===== ENTRIES
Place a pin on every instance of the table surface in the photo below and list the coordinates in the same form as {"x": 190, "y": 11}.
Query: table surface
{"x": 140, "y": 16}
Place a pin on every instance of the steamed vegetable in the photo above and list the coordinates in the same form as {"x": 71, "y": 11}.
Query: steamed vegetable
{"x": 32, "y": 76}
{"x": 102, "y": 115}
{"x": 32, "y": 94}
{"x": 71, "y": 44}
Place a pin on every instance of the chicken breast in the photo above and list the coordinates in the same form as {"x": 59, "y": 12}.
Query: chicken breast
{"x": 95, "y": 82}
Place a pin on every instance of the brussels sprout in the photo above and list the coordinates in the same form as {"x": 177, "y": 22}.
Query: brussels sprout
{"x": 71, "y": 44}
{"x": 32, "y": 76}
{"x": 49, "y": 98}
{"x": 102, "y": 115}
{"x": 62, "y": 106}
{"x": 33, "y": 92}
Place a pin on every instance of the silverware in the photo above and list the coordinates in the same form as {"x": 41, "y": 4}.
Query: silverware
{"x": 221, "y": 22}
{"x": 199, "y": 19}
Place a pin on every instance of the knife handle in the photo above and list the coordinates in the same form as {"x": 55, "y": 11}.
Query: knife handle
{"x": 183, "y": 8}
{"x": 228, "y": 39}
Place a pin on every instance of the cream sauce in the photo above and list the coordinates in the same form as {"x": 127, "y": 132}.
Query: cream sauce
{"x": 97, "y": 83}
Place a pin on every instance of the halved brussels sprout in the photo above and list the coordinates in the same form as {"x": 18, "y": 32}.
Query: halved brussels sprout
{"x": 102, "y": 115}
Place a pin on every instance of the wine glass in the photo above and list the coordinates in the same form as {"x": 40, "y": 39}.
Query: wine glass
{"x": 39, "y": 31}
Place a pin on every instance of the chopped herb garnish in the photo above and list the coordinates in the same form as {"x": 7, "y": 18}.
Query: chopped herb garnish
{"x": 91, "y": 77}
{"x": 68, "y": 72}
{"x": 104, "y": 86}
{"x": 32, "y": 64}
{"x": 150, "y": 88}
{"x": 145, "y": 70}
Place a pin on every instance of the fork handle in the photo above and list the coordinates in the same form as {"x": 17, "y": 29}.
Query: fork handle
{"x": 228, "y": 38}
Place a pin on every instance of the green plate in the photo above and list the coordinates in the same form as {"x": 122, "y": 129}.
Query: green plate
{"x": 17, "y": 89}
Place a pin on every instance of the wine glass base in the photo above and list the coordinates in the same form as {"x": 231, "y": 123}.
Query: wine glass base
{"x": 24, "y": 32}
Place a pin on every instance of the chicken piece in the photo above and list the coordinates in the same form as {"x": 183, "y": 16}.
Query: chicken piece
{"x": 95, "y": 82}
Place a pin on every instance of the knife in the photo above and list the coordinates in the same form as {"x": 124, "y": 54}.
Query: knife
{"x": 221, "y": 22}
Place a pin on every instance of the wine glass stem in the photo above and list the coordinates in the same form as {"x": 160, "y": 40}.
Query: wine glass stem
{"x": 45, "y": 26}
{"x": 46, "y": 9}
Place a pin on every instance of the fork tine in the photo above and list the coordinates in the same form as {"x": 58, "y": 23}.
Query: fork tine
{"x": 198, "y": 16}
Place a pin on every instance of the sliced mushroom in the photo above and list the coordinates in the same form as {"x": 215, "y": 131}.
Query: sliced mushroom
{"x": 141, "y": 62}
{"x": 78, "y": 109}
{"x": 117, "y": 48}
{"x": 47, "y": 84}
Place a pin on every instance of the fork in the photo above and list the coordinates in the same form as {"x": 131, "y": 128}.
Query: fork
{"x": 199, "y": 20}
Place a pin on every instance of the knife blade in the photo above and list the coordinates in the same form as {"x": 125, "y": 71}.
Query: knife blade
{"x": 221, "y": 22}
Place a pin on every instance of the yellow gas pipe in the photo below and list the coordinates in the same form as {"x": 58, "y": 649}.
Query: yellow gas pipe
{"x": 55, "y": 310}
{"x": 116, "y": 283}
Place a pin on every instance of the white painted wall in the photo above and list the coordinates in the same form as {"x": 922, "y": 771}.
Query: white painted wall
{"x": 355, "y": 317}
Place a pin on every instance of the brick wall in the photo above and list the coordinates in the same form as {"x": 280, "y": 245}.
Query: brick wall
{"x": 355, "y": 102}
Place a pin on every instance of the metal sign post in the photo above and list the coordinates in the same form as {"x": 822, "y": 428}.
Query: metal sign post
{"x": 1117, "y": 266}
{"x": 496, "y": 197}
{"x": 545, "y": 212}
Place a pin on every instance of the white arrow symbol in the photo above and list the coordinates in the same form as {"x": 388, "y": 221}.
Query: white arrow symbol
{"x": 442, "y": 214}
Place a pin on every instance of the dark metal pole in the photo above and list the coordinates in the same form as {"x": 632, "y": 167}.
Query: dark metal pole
==========
• [THE PROBLEM] Reproduce all of the records above verbatim, line for line.

• [OUTPUT FOR THIS EXERCISE]
Place a pin on every instance of the table surface in the photo below and list the coordinates in the same form as {"x": 190, "y": 11}.
Query: table surface
{"x": 140, "y": 16}
Place a pin on every instance of the steamed vegetable in the photo above and list the coordinates in the same form as {"x": 71, "y": 11}.
Query: steamed vegetable
{"x": 32, "y": 76}
{"x": 102, "y": 115}
{"x": 32, "y": 94}
{"x": 71, "y": 44}
Place a pin on every instance of the chicken breast in the photo above and list the coordinates in the same form as {"x": 59, "y": 12}.
Query: chicken breast
{"x": 95, "y": 82}
Place a pin on every instance of the brussels sprout in the photo above and list the coordinates in the same form as {"x": 177, "y": 22}.
Query: brussels sprout
{"x": 71, "y": 44}
{"x": 32, "y": 76}
{"x": 49, "y": 98}
{"x": 102, "y": 115}
{"x": 62, "y": 106}
{"x": 33, "y": 92}
Place a pin on every instance of the silverware in the photo above and list the coordinates in the same form as {"x": 41, "y": 4}.
Query: silverware
{"x": 221, "y": 22}
{"x": 199, "y": 19}
Place a pin on every instance of the knife handle in the photo above and list the coordinates in the same form as {"x": 55, "y": 11}.
Query: knife handle
{"x": 183, "y": 8}
{"x": 228, "y": 39}
Place a pin on every instance of the cream sauce in the photo above and list the coordinates in the same form as {"x": 127, "y": 132}.
Query: cream sauce
{"x": 97, "y": 83}
Place a pin on every instance of the halved brussels sprout in the photo above and list the coordinates in the same form as {"x": 18, "y": 32}.
Query: halved brussels sprout
{"x": 102, "y": 115}
Place a pin on every instance of the wine glass in the photo above and list the coordinates in the same form as {"x": 40, "y": 39}.
Query: wine glass
{"x": 39, "y": 31}
Place a pin on every instance of the chopped herb garnish in the photo above and list the coordinates in the same form as {"x": 7, "y": 18}.
Query: chopped herb garnish
{"x": 91, "y": 77}
{"x": 68, "y": 72}
{"x": 104, "y": 86}
{"x": 32, "y": 64}
{"x": 150, "y": 88}
{"x": 145, "y": 70}
Place a pin on every instance of the fork handle in the photo above and list the coordinates in the same form as {"x": 17, "y": 29}.
Query: fork handle
{"x": 228, "y": 38}
Place a pin on every instance of the green plate in the photo above and list the coordinates in the same form as {"x": 122, "y": 129}.
Query: green plate
{"x": 17, "y": 89}
Place a pin on every instance of the wine glass base in the photo above and list the coordinates in the same form as {"x": 231, "y": 123}.
Query: wine glass base
{"x": 24, "y": 32}
Place a pin on every instance of the chicken piece in the photo above and list the coordinates in the same form as {"x": 183, "y": 16}.
Query: chicken piece
{"x": 95, "y": 82}
Place a pin on every instance of the knife in the photo above and list the coordinates in the same form as {"x": 124, "y": 54}.
Query: knife
{"x": 221, "y": 22}
Place a pin on every instance of the wine glass stem in the photo above and list the coordinates in the same form as {"x": 160, "y": 40}.
Query: wine glass stem
{"x": 45, "y": 26}
{"x": 46, "y": 9}
Place a pin on every instance of the fork tine in the photo above and list the coordinates in the same form as {"x": 58, "y": 23}.
Query: fork tine
{"x": 198, "y": 16}
Place a pin on every instance of the sliced mushroom in the photo above and list the coordinates in the same form as {"x": 215, "y": 131}.
Query: sliced mushroom
{"x": 141, "y": 62}
{"x": 78, "y": 109}
{"x": 117, "y": 48}
{"x": 47, "y": 84}
Place a pin on every instance of the fork in the photo above and list the coordinates in the same form as {"x": 131, "y": 128}.
Query: fork
{"x": 199, "y": 20}
Place a pin on every instance of the knife blade in the photo above and list the coordinates in the same form as {"x": 125, "y": 71}.
Query: knife blade
{"x": 221, "y": 22}
Place a pin on every instance of the yellow gas pipe in the photo below and list the coordinates in the same form as {"x": 58, "y": 649}.
Query: yellow gas pipe
{"x": 55, "y": 310}
{"x": 116, "y": 283}
Place a pin on every instance of the white painted wall in the photo above and list the coordinates in the same form as {"x": 922, "y": 771}.
Query: white painted wall
{"x": 355, "y": 317}
Place a pin on every instance of the brick wall in the photo above and list the coordinates in the same form as {"x": 280, "y": 245}.
Query: brick wall
{"x": 355, "y": 102}
Place a pin on every instance of the metal sign post in the photo above and list the coordinates in the same form as {"x": 822, "y": 428}.
Query: metal sign post
{"x": 1117, "y": 266}
{"x": 496, "y": 197}
{"x": 545, "y": 212}
Place a pin on every instance of the white arrow symbol in the photo above and list the coordinates in the same form as {"x": 388, "y": 221}.
Query: white arrow symbol
{"x": 442, "y": 214}
Place a pin on every instance of the dark metal pole in the photo above and list the coordinates in the same form as {"x": 632, "y": 167}.
Query: dark metal pole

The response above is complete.